• [Problems and tasks]
#1 In the article on the Dunlap vacation Bible school, what was this year's Bible school called?
#2 Write the next part of the article on the Dunlap vacation Bible school, picking up after its last sentence.

• [Source document]
By Patrick Oldendorf
DUNLAP —Thursday's mission, the final one, brought about 70 kids to an exploration of a supernova.
But the students weren't at space or science camp. They were at a vacation Bible school.
God, space and science were key themes of Prospect United Methodist Church's vacation Bible school last week in Dunlap.
This year's Bible school was called Galactic Blast, and organizers said it offered the students, ranging in age from 4 to 12, a unique kind of Bible study.
"The kids are doing crafts, Bible study and science experiments, and they really like it," said Amy George, co-director of the vacation Bible school. "Sometimes people think science and religion aren't compatible, so it's important to teach kids early on that they can be."
The school started on June 27 and ended July 1. Each day had different topics ranging from comets to creation of the universe to stars. About 50 volunteers were on hand to teach lessons, make snacks or do whatever else was needed to make sure the week ran smoothly.
On Thursday, the science experiment was to put vinegar, baking soda and water into a zipper-lock bag. They then waited for the ingredients to expand, bursting the bag, which represented a bursting supernova.
It also represented God's role in the lives of his followers.
"It shows God filling up all the spaces in our lives," said Tim Stear, a Bible school volunteer. "The bubbles represent the excitement that exists when God is in our lives."
It wasn't all science, though. Thursday's craft was to make a necklace with a beaded cross that changed colors in the light.

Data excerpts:
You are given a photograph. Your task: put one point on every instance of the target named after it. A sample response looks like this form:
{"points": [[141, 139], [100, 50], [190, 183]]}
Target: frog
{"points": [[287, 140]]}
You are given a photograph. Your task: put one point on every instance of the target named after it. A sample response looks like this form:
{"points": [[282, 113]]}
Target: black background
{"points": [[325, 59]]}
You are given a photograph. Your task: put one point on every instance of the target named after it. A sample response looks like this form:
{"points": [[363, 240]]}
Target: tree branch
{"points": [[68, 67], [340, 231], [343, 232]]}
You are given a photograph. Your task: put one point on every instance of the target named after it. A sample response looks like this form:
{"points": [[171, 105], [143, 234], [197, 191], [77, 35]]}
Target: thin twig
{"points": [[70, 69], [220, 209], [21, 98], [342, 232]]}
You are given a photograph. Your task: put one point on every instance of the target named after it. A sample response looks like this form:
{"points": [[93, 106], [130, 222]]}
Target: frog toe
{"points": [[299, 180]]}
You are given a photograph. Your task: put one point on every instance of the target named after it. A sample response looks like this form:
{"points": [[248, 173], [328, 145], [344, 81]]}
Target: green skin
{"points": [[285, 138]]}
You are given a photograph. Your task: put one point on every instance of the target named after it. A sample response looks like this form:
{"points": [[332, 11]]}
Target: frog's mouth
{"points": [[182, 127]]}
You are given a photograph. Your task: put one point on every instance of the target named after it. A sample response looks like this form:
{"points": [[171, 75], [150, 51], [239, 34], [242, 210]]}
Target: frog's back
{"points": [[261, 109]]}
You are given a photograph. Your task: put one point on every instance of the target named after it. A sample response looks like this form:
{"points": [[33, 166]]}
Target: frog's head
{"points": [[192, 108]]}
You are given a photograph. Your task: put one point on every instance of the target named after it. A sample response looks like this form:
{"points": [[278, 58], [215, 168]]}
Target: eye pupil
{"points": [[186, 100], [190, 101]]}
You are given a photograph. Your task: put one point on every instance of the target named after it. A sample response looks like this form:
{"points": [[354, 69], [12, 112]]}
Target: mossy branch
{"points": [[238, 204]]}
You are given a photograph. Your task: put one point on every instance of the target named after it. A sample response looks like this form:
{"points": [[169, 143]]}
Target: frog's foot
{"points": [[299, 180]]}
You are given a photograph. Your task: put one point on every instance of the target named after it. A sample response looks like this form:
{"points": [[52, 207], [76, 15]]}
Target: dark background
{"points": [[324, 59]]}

• [Results by task]
#1 Galactic Blast

#2
"It's like camouflage," said Lainey Campbell, 6. "I'm going to wear this every day. It'll look so cool on the Fourth of July."
While the main point of the Bible school was to teach kids about God's role in their lives while combining lessons in science and crafts, the students also raised about $800 toward one of the church's mission trips.
The six members of the medical mission team, which is comprised of a doctor and five nurses, left for the Ukraine on Sunday to serve the more than 50,000 children who live on the streets in the capital city of Kiev.
The kids were responsible for the bulk of the fundraising, meaning many had to dig deep into their piggy banks, though parents were known to throw in change or bills of their own.
And because they were successful, the kids got to slime youth pastor Phil George with a concoction made of green Jell-O, flour and water not unlike the famous Nickelodeon slime.
"The kids think up the gimmick every year," said VBS co-director Amy George. "It's something they really look forward to."